**Job**
Quote every line of the entries word for word, from the line containing "the green pumpkin" down through the last line of the entries.

(Excerpts of pointing data)
============================================================
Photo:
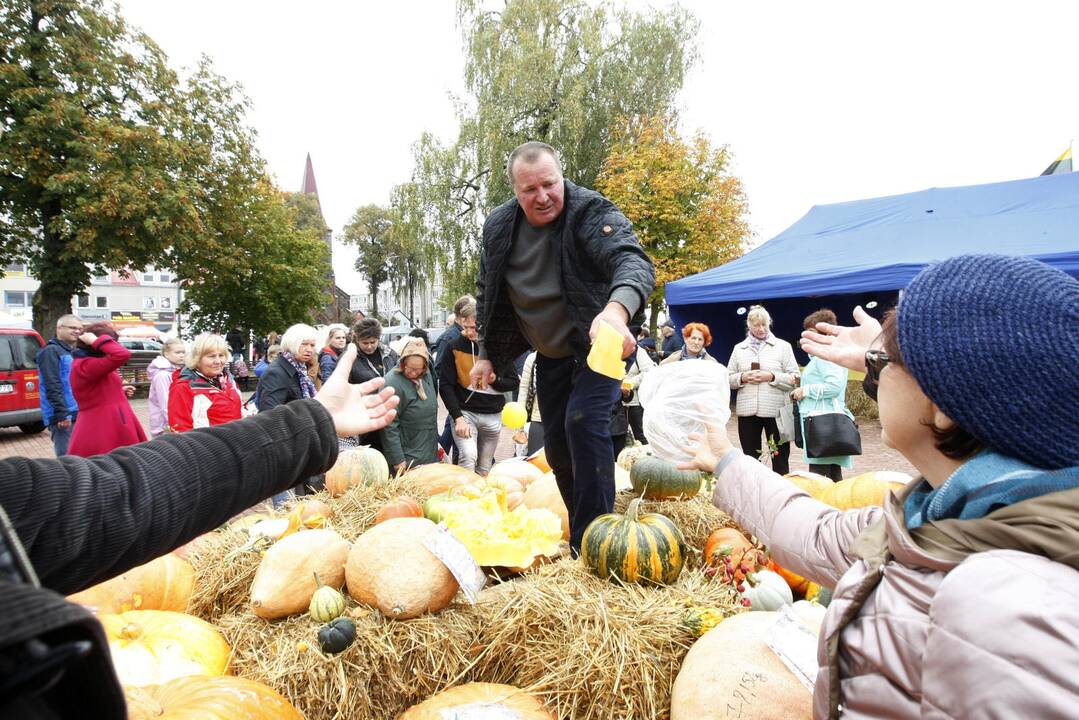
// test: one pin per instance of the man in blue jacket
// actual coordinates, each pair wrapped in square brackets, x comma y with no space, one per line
[58,408]
[557,260]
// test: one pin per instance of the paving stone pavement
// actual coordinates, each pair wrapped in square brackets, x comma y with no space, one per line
[875,456]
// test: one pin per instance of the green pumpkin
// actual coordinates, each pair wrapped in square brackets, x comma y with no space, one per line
[655,478]
[636,548]
[436,506]
[337,635]
[326,603]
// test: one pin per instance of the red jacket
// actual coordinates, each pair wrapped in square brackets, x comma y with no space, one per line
============================================================
**Reply to the task**
// test: one pin per instance of the green pumpkin
// actual coordinates, each pair wrapped in square brackets, x comma y with no space, one per line
[655,478]
[636,548]
[436,506]
[337,635]
[326,603]
// test: one pin per instance of the red jacket
// actual coordinates, each pair wrapped in square brackets, x comma y with no space, one per line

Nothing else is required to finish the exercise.